### Goal
Write out every one of the following lines verbatim, keeping each character as it stands.

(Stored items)
========================================
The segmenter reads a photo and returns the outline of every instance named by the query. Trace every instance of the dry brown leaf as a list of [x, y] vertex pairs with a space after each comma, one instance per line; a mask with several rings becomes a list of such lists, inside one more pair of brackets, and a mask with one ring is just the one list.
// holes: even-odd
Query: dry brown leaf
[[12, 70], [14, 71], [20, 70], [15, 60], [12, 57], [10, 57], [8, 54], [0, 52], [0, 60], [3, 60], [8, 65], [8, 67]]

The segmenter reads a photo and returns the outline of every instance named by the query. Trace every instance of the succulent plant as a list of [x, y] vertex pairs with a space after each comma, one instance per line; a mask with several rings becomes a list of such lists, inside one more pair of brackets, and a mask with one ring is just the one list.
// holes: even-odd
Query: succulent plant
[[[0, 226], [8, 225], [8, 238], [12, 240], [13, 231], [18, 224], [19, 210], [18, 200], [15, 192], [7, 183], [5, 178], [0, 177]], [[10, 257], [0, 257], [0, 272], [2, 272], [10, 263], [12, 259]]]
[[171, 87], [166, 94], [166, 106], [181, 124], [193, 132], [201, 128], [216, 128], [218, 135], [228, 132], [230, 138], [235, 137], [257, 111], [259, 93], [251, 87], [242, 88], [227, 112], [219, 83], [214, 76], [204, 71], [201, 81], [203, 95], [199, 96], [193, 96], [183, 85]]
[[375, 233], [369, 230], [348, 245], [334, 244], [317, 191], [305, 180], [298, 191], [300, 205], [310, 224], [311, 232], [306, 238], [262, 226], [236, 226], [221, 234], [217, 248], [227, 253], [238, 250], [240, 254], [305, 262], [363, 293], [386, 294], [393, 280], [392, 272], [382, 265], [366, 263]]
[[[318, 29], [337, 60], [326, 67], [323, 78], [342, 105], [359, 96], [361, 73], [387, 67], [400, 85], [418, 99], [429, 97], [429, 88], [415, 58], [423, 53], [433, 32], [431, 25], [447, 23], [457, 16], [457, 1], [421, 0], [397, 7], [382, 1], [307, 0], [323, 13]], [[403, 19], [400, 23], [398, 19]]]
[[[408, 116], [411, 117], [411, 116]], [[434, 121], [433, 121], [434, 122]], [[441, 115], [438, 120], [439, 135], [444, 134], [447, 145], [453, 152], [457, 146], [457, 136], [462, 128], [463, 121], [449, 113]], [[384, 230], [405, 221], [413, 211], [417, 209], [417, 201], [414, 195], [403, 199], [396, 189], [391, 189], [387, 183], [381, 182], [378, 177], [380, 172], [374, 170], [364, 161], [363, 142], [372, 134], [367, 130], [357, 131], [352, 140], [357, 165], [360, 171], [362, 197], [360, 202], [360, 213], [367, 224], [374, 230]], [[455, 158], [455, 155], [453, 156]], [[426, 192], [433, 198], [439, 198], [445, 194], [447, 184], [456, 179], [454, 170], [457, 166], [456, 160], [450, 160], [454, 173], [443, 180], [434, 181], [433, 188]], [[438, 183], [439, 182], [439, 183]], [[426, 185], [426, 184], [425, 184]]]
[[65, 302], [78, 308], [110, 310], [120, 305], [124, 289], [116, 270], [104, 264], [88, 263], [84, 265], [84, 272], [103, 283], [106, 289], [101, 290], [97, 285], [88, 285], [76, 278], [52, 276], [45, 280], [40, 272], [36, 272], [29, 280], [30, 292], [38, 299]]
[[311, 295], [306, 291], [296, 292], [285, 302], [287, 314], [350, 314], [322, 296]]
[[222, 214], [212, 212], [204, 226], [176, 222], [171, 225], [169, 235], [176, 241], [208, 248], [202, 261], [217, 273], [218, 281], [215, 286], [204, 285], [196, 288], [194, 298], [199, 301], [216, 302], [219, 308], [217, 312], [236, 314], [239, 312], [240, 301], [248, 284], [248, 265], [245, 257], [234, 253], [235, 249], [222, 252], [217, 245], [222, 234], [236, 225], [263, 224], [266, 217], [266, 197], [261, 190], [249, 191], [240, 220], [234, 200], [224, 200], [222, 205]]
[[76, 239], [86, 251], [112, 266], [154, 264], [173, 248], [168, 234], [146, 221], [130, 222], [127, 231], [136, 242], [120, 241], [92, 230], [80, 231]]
========================================
### Result
The segmenter reads a photo and returns the outline of every instance named by the query. Trace every instance of the dry brown leaf as a list of [x, y] vertex pairs with a space after each comma, one instance per line; a mask with several rings becomes a list of such lists, inside one more pair of brackets, and a mask with one ring is just the one list.
// holes: even-odd
Query: dry brown leaf
[[12, 70], [14, 71], [20, 70], [15, 60], [12, 57], [10, 57], [8, 54], [0, 52], [0, 60], [3, 60], [8, 65], [8, 67]]

The segmenter reads a photo and returns the outline of every instance named by the query. Trace every instance of the succulent plant as a list of [x, y] vertex pairs with a space after each comma, one instance per line; a mask with several rings becomes a list of such lists, inside one more pair of brackets, and a mask with one ring is just the one list.
// holes: even-odd
Query: succulent plant
[[[0, 226], [8, 225], [8, 238], [12, 240], [13, 231], [18, 224], [19, 210], [18, 200], [15, 192], [7, 183], [5, 178], [0, 177]], [[10, 257], [0, 257], [0, 272], [2, 272], [10, 263], [12, 259]]]
[[171, 87], [166, 94], [166, 106], [181, 124], [193, 132], [201, 128], [216, 128], [218, 135], [228, 132], [230, 138], [235, 137], [257, 111], [259, 93], [251, 87], [242, 88], [227, 112], [219, 83], [214, 76], [204, 71], [201, 81], [203, 95], [199, 96], [193, 96], [183, 85]]
[[375, 233], [369, 230], [348, 245], [334, 244], [317, 191], [305, 180], [298, 191], [300, 205], [310, 224], [311, 232], [306, 238], [262, 226], [236, 226], [221, 234], [217, 248], [227, 253], [238, 250], [240, 254], [305, 262], [363, 293], [386, 294], [393, 280], [392, 272], [382, 265], [366, 263]]
[[[318, 29], [337, 60], [326, 67], [323, 78], [342, 105], [359, 96], [361, 73], [387, 67], [400, 85], [418, 99], [429, 97], [429, 88], [415, 58], [423, 53], [433, 32], [431, 25], [447, 23], [457, 16], [457, 1], [421, 0], [397, 7], [382, 1], [307, 0], [323, 13]], [[403, 19], [400, 23], [398, 19]]]
[[[408, 116], [411, 117], [411, 116]], [[434, 121], [433, 121], [434, 122]], [[441, 115], [438, 120], [439, 135], [444, 134], [447, 145], [453, 152], [457, 146], [457, 136], [462, 128], [463, 121], [449, 113]], [[384, 230], [405, 221], [413, 211], [417, 209], [417, 201], [414, 195], [403, 199], [396, 189], [391, 189], [387, 183], [381, 182], [378, 177], [380, 172], [374, 170], [364, 161], [363, 142], [372, 134], [367, 130], [357, 131], [352, 140], [357, 165], [360, 171], [362, 197], [360, 202], [360, 213], [367, 224], [374, 230]], [[455, 158], [455, 155], [453, 156]], [[426, 192], [433, 198], [439, 198], [445, 194], [447, 184], [456, 179], [454, 170], [457, 166], [456, 160], [450, 160], [454, 173], [443, 180], [434, 181], [433, 188]], [[438, 183], [439, 182], [439, 183]], [[426, 185], [426, 184], [425, 184]]]
[[65, 302], [78, 308], [110, 310], [120, 305], [124, 289], [116, 270], [104, 264], [88, 263], [84, 265], [84, 272], [103, 283], [106, 289], [101, 290], [97, 285], [88, 285], [76, 278], [52, 276], [45, 280], [40, 272], [36, 272], [29, 280], [30, 292], [38, 299]]
[[311, 295], [306, 291], [296, 292], [285, 302], [287, 314], [350, 314], [322, 296]]
[[222, 214], [212, 212], [204, 226], [176, 222], [171, 225], [169, 235], [176, 241], [208, 248], [202, 261], [217, 273], [218, 281], [215, 286], [204, 285], [196, 288], [194, 298], [199, 301], [216, 302], [219, 308], [217, 312], [236, 314], [239, 312], [240, 301], [248, 284], [248, 265], [245, 257], [234, 253], [235, 249], [222, 252], [217, 245], [222, 234], [236, 225], [263, 224], [266, 217], [266, 197], [261, 190], [249, 191], [240, 220], [234, 200], [224, 200], [222, 205]]
[[76, 239], [86, 251], [112, 266], [154, 264], [173, 248], [168, 234], [146, 221], [130, 222], [127, 231], [136, 242], [120, 241], [92, 230], [80, 231]]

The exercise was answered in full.